◆ Excerpt provided
I still need to pick an ATX motherboard, though. I'm looking to spend $200 - $300 USD on the motherboard. I would like it to support PCIe 5.0 graphics cards for future GPU upgrades as well as PCIe 4.0 SSDs. It should also have 4 memory slots so that I can upgrade to 64GB of RAM in the future. A good audio codec would also be nice. I'm looking for something that will deliver good performance and still last a long time.
This is my first PC build so I am looking for something that won't be a hassle to get working. Any suggestions? Thanks!
 
Solution
I'm looking for something that will deliver good performance and still last a long time.

Suppose you get suggestions A, B, and C. What would cause you to decide?

The "last a long time" part is all but unknowable...

They can fail outright at any moment. The socket will also become outdated within 2 or 3 years, so you'd be forced into a new board anyway if you wanted a new generation CPU.

◆ Given data

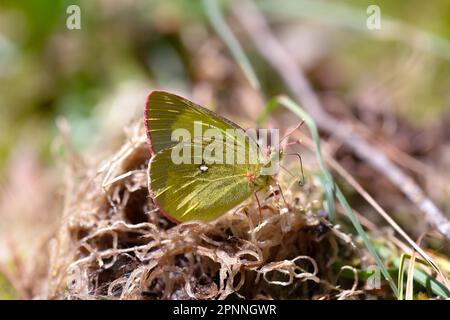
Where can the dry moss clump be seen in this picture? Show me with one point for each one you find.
(115, 244)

◆ What is required
Reproduce the post about choosing a motherboard from "I still need" up to and including "all but unknowable...", renaming "motherboard" to "mainboard" everywhere it occurs. The listing is separate material and has no connection to the text.

◆ Answer in full
I still need to pick an ATX mainboard, though. I'm looking to spend $200 - $300 USD on the mainboard. I would like it to support PCIe 5.0 graphics cards for future GPU upgrades as well as PCIe 4.0 SSDs. It should also have 4 memory slots so that I can upgrade to 64GB of RAM in the future. A good audio codec would also be nice. I'm looking for something that will deliver good performance and still last a long time.
This is my first PC build so I am looking for something that won't be a hassle to get working. Any suggestions? Thanks!
 
Solution
I'm looking for something that will deliver good performance and still last a long time.

Suppose you get suggestions A, B, and C. What would cause you to decide?

The "last a long time" part is all but unknowable...